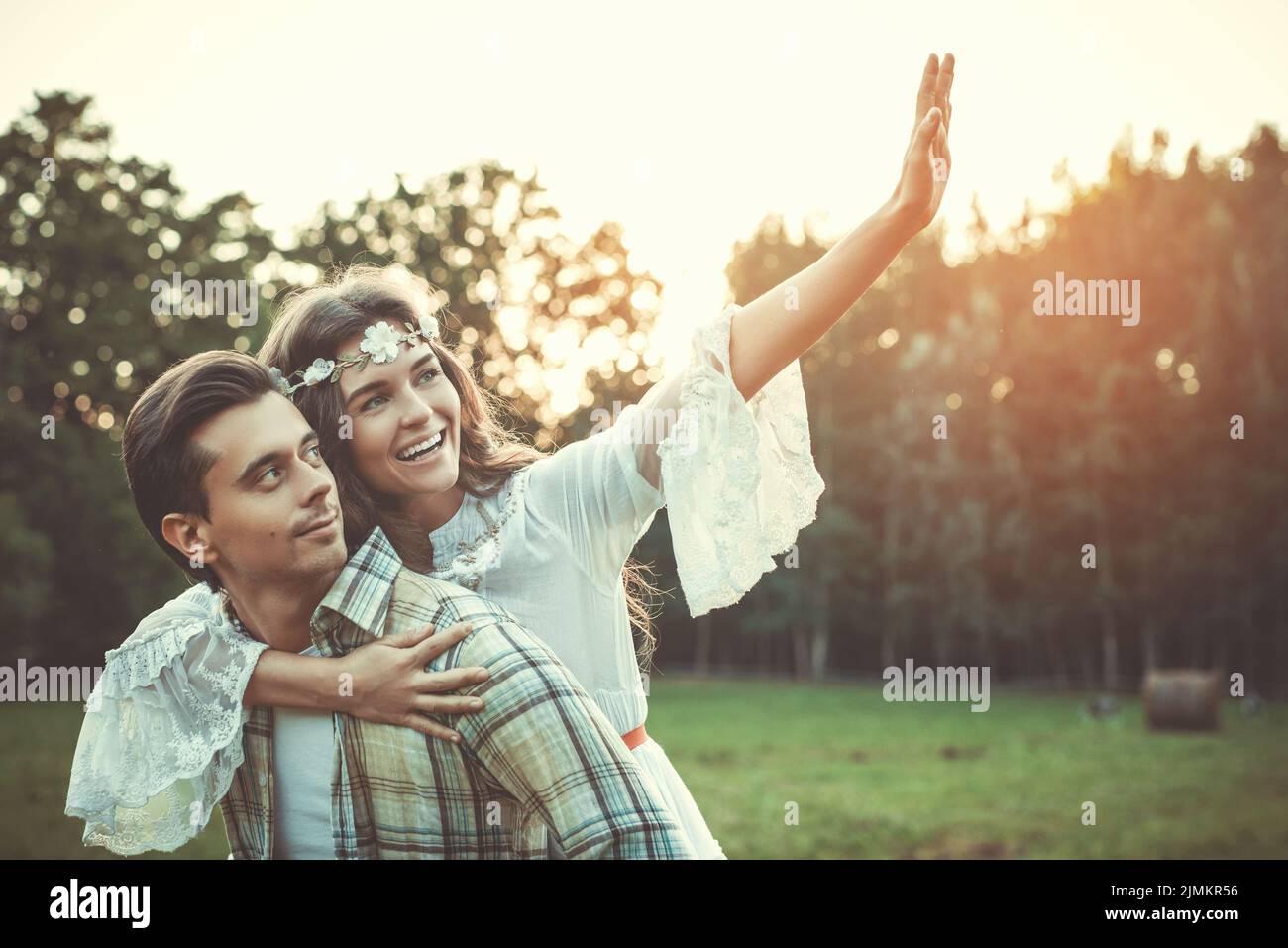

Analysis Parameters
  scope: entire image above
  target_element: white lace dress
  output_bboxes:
[67,305,823,858]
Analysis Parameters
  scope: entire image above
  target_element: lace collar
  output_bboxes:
[429,468,529,592]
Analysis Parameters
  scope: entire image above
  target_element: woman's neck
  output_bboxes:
[406,481,465,533]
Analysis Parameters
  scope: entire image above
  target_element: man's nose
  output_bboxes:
[300,461,335,507]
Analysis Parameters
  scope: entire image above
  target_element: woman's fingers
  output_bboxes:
[935,53,957,125]
[912,53,939,128]
[413,622,473,669]
[402,712,461,745]
[415,694,486,715]
[912,107,941,155]
[415,668,488,694]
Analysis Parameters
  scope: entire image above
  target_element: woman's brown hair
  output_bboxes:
[259,264,657,662]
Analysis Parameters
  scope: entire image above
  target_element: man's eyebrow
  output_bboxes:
[233,428,318,484]
[344,351,438,408]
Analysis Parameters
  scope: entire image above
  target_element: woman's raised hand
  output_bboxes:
[892,53,956,233]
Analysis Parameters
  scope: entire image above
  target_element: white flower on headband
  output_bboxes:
[304,360,335,385]
[358,321,402,362]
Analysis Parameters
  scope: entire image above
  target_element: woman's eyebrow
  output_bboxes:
[344,352,438,407]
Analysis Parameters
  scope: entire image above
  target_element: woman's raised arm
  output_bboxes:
[729,53,954,400]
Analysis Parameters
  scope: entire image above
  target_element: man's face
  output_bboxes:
[192,393,348,584]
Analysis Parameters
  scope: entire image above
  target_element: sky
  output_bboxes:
[0,0,1288,362]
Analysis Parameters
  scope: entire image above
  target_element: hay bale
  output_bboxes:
[1145,669,1221,730]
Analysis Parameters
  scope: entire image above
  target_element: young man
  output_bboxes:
[67,352,693,859]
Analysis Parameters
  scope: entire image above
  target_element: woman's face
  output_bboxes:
[338,334,461,501]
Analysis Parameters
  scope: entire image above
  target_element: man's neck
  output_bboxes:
[224,571,339,652]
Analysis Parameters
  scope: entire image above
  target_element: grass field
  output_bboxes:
[0,677,1288,859]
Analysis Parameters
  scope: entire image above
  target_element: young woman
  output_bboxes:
[73,54,953,858]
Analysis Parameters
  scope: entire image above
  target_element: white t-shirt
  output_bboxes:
[273,645,335,859]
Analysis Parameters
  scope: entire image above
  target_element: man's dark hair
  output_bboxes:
[121,349,277,591]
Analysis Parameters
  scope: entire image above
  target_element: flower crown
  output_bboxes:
[268,316,438,398]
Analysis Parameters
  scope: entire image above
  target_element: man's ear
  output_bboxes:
[161,514,219,570]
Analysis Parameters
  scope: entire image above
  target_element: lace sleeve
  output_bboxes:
[654,305,823,616]
[64,586,268,855]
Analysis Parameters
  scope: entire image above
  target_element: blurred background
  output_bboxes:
[0,1,1288,858]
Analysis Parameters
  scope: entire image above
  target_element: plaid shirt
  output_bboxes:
[220,528,693,859]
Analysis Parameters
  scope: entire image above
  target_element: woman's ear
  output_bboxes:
[161,514,218,570]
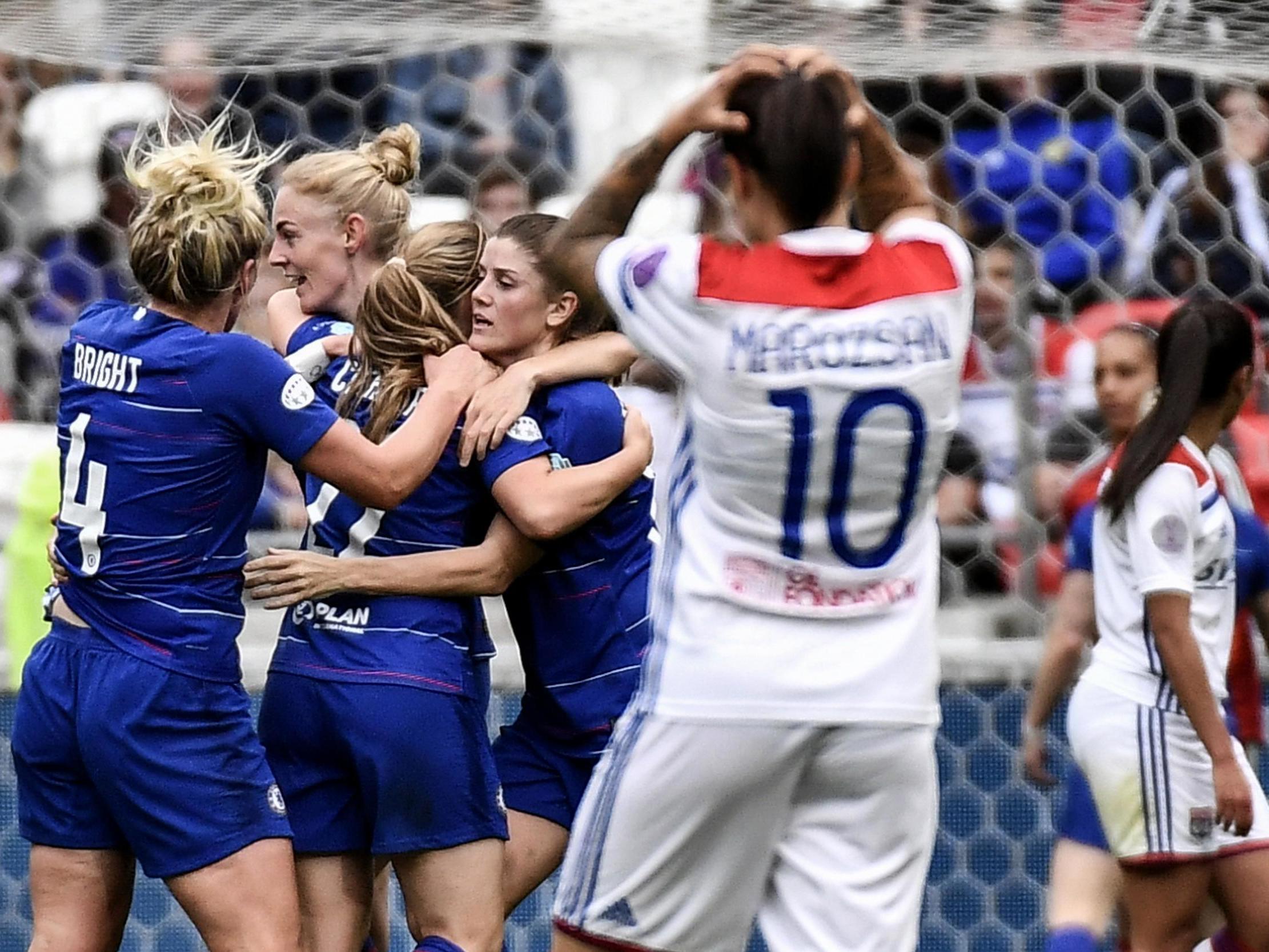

· · · · · · ·

Reproduce the data above with every "target_element" replaced by "object_label" and nothing else changed. Leave the pictures out.

[TASK ANSWER]
Analysis Parameters
  scope: entire image above
  object_label: white lace dress
  output_bboxes:
[67,305,823,858]
Analysis Parameters
  scope: entire image above
  object_label: lace collar
  output_bboxes:
[429,468,529,592]
Analysis Parameters
  scope: entire image above
  object_label: woman's neck
  output_bboxes:
[406,481,465,533]
Analysis Parameters
  scope: entire image above
  object_label: man's nose
  output_bboxes:
[300,461,335,507]
Analysis Parameters
  scope: entire image above
  object_label: woman's fingers
  output_bboxes:
[935,53,957,125]
[912,53,939,128]
[413,622,473,669]
[402,712,461,745]
[415,694,486,715]
[912,107,941,155]
[415,668,488,694]
Analysis Parameters
  scope: entire image above
  object_label: woman's brown hair
  output_bboxes:
[259,264,657,662]
Analysis Parameters
  scope: entire image above
  object_label: man's eyebrow
  output_bboxes:
[233,428,318,484]
[344,351,438,408]
Analysis Parameters
  scope: entire image above
  object_label: woman's raised hand
  output_bboxes:
[892,53,956,233]
Analysis Parameters
  scope: entire image above
  object_label: white flower on headband
  output_bboxes:
[304,360,335,385]
[358,321,402,362]
Analysis Parameters
  scope: entire image above
  object_label: woman's eyebrow
  output_bboxes:
[344,352,438,407]
Analysis Parameters
  scope: entire image above
  object_label: woman's raised arm
  output_bboxes:
[729,53,954,400]
Analysis Parameters
  scope: entire image above
  object_label: man's face
  output_bboxes:
[192,393,348,584]
Analysis Parameters
  scope: entire image above
  object_label: sky
  output_bboxes:
[0,0,1288,362]
Analysis Parameters
  scope: entire image above
  object_label: hay bale
  output_bboxes:
[1145,669,1221,730]
Analysis Parameters
  scope: entire image above
  object_label: young man
  output_bboxes:
[67,352,693,859]
Analysis Parameters
  scope: entire image above
  object_label: woman's face
  output_bboxes:
[338,334,461,501]
Analysis Parameters
  scope: entire image above
  object_label: man's neck
  output_bboxes:
[224,571,339,652]
Analysis Parameters
  scope: entire image above
  object_label: grass field
  output_bboxes:
[0,677,1288,859]
Analysis Parameters
  scope: entire image above
  object_label: young woman
  output_bboxes:
[73,54,953,858]
Analysis Parameters
  scope: entire image above
  object_label: white t-shirt
  output_bboxes:
[273,645,335,859]
Analysis Parameters
  scope: entire image above
  object_label: man's dark hair
  output_bboxes:
[121,349,277,591]
Analysis Parameters
  scope: entire image above
  object_label: flower crown
  output_bboxes:
[268,316,438,398]
Analysis Parameters
  scope: entire image above
  object_label: man's ear
  output_bboxes:
[161,514,219,570]
Analysis Parameters
  scope: entire image above
  object_label: lace sleeve
  output_bboxes:
[654,305,823,616]
[64,586,268,855]
Analysis Parameters
  scope: entire image above
  object_label: blurred background
  output_bboxes:
[0,1,1288,858]
Analysis Parameters
  scope: entire image above
  object_label: plaid shirt
  output_bboxes:
[220,528,693,859]
Analysis Parameters
  scope: entire image above
  object_label: woman's ear
  output_bboxes:
[161,514,218,570]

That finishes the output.